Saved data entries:
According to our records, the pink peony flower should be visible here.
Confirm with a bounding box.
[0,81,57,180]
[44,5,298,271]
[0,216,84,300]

DESCRIPTION OF THE TASK: In this exercise, repeat all entries exactly.

EXERCISE RESULT:
According to our records, the pink peony flower should be visible here.
Confirm with a bounding box.
[0,81,57,180]
[44,5,298,271]
[0,216,84,300]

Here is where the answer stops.